#### Passage cité

Station d'étude du recyclage de l'eau
Parfois sur Mars il est nécessaire de savoir improviser et les évènements de ces derniers jours en sont une bonne illustration.
Il y a deux jours, une EVA qui visait à créer une carte 3D de la zone autour de North Ridge ne s’est pas déroulée comme prévu. Nous avons dû revenir à la station en plein milieu de l’EVA car un des membres a perdu toute visibilité à cause de son bandana qui avait glissé sur ses yeux (pour la petite histoire c’était moi). On pourrait croire que c’est amusant mais lorsque cela arrive lors d’une EVA sur Mars ça ne l’est pas du tout. En effet la combinaison spatiale vous empêche de remonter le bandeau qui masque votre vue et vous oblige donc à rentrer à la station pour enlever la combinaison avant de repartir. Cet incident nous a fait perdre un temps précieux et nous avons manqué de temps pour finir de cartographier la zone avec le drone.
Par la suite nous avons donc dû planifier une nouvelle EVA ce matin pour retenter notre chance à North Ridge. Nous avions vraiment besoin de cette carte 3D pour les besoins d’une expérience passionnante dont je vous parlerai plus longuement dans un prochain rapport, comme d’habitude.

########
#### Contenu des données

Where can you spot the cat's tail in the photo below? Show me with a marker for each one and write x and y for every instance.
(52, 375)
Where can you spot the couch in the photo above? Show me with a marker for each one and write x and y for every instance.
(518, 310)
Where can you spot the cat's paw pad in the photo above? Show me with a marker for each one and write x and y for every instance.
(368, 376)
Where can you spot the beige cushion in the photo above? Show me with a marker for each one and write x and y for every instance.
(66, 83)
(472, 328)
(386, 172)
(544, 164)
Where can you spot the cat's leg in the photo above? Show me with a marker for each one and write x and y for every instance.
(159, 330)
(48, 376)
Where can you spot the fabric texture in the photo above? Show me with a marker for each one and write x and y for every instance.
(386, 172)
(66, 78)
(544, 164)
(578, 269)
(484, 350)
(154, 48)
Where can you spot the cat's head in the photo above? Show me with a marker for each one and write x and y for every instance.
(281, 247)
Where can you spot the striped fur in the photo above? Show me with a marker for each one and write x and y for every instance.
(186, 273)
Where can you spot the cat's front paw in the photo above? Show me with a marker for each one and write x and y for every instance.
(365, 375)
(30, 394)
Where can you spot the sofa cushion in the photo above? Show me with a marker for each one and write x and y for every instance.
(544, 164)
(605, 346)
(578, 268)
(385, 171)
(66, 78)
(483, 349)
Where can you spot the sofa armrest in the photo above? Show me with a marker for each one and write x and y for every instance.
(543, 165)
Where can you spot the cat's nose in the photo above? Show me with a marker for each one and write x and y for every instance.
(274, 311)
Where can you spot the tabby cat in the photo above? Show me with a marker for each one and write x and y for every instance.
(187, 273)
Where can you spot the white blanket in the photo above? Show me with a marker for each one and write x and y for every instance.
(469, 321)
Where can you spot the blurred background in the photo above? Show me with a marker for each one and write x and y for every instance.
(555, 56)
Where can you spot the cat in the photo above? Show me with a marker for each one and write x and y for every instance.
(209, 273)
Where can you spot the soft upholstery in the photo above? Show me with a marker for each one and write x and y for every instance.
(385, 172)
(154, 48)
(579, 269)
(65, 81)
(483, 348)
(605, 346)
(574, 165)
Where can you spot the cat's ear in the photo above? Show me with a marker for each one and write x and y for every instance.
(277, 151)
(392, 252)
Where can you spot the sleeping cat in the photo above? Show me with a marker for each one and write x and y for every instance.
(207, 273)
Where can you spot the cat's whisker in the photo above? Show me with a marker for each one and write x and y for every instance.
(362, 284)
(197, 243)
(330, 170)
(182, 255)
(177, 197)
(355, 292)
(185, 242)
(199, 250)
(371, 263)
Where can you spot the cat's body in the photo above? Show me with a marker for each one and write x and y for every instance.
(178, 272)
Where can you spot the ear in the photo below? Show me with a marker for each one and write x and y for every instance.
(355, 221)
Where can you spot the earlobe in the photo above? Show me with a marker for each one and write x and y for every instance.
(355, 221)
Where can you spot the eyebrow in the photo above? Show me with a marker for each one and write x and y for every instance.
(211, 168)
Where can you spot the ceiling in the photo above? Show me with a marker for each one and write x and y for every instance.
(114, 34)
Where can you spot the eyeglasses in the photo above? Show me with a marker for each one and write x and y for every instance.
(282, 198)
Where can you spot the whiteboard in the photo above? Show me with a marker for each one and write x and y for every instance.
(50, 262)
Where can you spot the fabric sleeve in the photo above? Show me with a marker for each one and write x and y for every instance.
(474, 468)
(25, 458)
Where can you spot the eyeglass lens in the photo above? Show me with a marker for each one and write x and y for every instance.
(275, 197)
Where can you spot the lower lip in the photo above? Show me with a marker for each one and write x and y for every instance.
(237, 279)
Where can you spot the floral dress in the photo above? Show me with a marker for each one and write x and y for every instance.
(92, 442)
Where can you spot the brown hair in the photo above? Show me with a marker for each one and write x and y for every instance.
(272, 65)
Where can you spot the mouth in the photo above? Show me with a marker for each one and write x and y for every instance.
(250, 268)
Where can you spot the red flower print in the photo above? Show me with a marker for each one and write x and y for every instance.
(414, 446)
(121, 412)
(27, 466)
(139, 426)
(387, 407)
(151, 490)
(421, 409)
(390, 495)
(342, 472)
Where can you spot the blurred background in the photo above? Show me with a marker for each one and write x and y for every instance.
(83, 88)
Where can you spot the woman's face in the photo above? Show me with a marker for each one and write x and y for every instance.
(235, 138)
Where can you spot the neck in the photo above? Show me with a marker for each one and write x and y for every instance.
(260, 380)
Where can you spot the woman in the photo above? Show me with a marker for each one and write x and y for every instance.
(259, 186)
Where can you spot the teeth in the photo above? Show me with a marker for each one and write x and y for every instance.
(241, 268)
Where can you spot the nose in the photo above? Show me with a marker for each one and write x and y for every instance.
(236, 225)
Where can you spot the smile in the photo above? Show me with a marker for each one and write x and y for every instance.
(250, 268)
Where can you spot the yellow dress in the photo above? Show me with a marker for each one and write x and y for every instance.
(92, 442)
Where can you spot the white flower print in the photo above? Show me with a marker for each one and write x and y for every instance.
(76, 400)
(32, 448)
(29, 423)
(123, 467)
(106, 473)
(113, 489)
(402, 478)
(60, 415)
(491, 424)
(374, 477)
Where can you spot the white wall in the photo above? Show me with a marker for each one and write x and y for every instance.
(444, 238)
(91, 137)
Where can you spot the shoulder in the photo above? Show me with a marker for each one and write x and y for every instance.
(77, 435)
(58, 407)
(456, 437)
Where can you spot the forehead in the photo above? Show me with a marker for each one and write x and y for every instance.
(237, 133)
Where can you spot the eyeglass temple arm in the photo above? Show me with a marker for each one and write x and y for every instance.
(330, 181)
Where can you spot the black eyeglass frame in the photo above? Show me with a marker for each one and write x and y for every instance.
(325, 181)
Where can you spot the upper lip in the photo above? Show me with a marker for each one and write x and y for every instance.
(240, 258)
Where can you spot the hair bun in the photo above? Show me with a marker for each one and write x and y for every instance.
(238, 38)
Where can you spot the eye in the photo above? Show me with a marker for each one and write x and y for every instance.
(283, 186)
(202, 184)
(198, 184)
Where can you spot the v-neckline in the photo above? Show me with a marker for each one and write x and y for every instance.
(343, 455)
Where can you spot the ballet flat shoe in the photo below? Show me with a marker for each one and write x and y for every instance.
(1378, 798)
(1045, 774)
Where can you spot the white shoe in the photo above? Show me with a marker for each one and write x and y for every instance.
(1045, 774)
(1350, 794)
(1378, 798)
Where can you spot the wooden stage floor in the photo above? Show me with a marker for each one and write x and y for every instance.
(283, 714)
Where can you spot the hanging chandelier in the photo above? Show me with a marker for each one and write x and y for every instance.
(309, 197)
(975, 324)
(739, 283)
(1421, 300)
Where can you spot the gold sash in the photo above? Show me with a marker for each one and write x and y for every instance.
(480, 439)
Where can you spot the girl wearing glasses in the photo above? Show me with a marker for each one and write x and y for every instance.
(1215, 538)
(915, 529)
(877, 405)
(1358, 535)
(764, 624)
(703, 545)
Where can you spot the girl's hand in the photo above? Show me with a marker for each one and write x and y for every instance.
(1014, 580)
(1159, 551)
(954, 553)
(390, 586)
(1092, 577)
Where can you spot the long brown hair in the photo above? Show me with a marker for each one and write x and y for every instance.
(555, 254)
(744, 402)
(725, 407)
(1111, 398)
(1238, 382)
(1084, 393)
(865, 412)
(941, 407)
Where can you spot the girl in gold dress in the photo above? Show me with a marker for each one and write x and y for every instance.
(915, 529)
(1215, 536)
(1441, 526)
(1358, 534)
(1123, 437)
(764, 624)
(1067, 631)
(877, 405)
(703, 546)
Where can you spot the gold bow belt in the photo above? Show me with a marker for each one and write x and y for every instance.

########

### Travaux
1. Dans le rapport de la station martienne, pourquoi l'équipe a-t-elle dû rentrer à la station en plein milieu de l'EVA ? Répondez en une à trois phrases.
2. Reproduisez à l'identique le segment du rapport de la station allant de "Par la suite" jusqu'à "rapport, comme d’habitude.".
3. Poursuivez le rapport sur les sorties à North Ridge à partir de l'endroit où il s'arrête.
Vous n'aurez pas besoin des enregistrements.

### Tâches résolues
1. Un des membres a perdu toute visibilité parce que son bandana avait glissé sur ses yeux. La combinaison spatiale empêche de remonter ce bandeau, si bien qu'il fallait rentrer à la station pour enlever la combinaison avant de repartir.

2.
Par la suite nous avons donc dû planifier une nouvelle EVA ce matin pour retenter notre chance à North Ridge. Nous avions vraiment besoin de cette carte 3D pour les besoins d’une expérience passionnante dont je vous parlerai plus longuement dans un prochain rapport, comme d’habitude.

3.
Mais hier, au moment de faire notre demande d’EVA, nous avons appris que ce matin serait très froid et venteux. Ces conditions auraient pu compromettre le vol des drones et par la même occasion l’objectif de cette EVA. Cette nouvelle information nous a obligé à déplacer l’EVA à l’après-midi qui s’annonçait plus clémente pour faire voler le drone. Finalement, nous avons réussi à réaliser l’EVA cet après-midi et à créer la carte 3D de North Ridge. Sur Mars il faut parfois s’avoir s’adapter rapidement pour faire face aux situations inattendues
En termes d'adaptation, l'imprimante 3D est vraiment un outil formidable. Sur Mars vous n’auriez jamais accès à tous les outils nécessaires et il est bien entendu impensable de les commander sur internet pour se les faire livrer. Il faut donc apprendre à créer ses propres outils et les imprimer en 3D me paraît être une excellente solution. Par exemple, Julie avait besoin d’un entonnoir spécial pour filtrer de l’eau sale afin de la recycler. Maxime et Clément ont pu dessiner et imprimer la pièce en 3D ce qui, vous admettrez, est très pratique. Dans les faits, ils ont plutôt passé l’après-midi à essayer de faire fonctionner l’imprimante 3D mais l’idée était là !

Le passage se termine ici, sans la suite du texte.